**** Material supplied
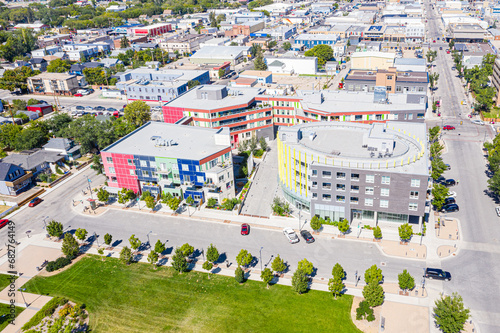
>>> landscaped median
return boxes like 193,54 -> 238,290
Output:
24,255 -> 359,332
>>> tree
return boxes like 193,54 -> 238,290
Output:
292,269 -> 309,294
207,244 -> 219,263
179,243 -> 194,257
97,187 -> 109,203
75,228 -> 88,242
104,234 -> 113,246
434,293 -> 470,333
297,259 -> 314,275
328,276 -> 345,299
260,268 -> 274,289
172,248 -> 188,273
234,266 -> 245,283
236,249 -> 253,267
155,239 -> 165,254
124,101 -> 151,127
398,223 -> 413,242
363,281 -> 385,307
120,246 -> 132,265
337,219 -> 350,234
202,261 -> 214,279
271,254 -> 286,274
148,251 -> 158,269
47,220 -> 63,238
61,232 -> 80,259
398,269 -> 415,291
365,265 -> 384,284
128,234 -> 142,251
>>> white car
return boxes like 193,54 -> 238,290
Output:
283,228 -> 300,244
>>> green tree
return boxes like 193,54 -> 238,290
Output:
172,248 -> 188,273
120,246 -> 132,265
310,215 -> 322,231
297,259 -> 314,275
271,254 -> 286,274
398,223 -> 413,242
75,228 -> 88,242
363,281 -> 385,307
104,234 -> 113,246
398,269 -> 415,291
292,269 -> 309,294
434,293 -> 470,333
260,268 -> 274,289
236,249 -> 253,267
61,232 -> 80,259
207,244 -> 220,263
234,266 -> 245,283
47,220 -> 63,238
365,265 -> 384,284
124,101 -> 151,127
328,276 -> 345,299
********
▸ **Do this**: Reproduce the entire listing above word for word, leaving out the picture.

▸ **Response below**:
>>> landscaped median
return boxes like 193,54 -> 238,290
Output:
24,255 -> 359,332
>>> tree
return boxes like 193,54 -> 238,290
Output:
292,269 -> 309,294
207,244 -> 219,263
179,243 -> 194,257
97,187 -> 109,203
75,228 -> 88,242
104,234 -> 113,246
434,293 -> 470,333
297,259 -> 314,275
328,276 -> 345,299
260,268 -> 274,289
172,248 -> 188,273
234,266 -> 245,283
236,249 -> 253,267
155,239 -> 165,254
124,101 -> 151,127
398,223 -> 413,242
363,281 -> 385,307
120,246 -> 132,265
337,219 -> 350,234
202,261 -> 214,279
271,254 -> 286,274
148,251 -> 158,269
47,220 -> 63,238
61,232 -> 80,259
398,269 -> 415,291
365,265 -> 384,284
128,234 -> 142,251
>>> white car
return boxes like 193,54 -> 238,290
Output:
283,228 -> 300,244
>>> green tree
return boxes like 193,54 -> 238,290
Output:
172,248 -> 188,273
120,246 -> 132,265
310,215 -> 322,231
297,259 -> 314,275
271,254 -> 286,274
398,223 -> 413,242
75,228 -> 88,242
363,281 -> 385,307
104,234 -> 113,246
398,269 -> 415,291
292,269 -> 309,294
434,293 -> 470,333
260,268 -> 274,289
236,249 -> 253,267
61,232 -> 80,259
207,244 -> 220,263
234,266 -> 245,283
47,220 -> 63,238
365,265 -> 384,284
124,101 -> 151,127
328,276 -> 345,299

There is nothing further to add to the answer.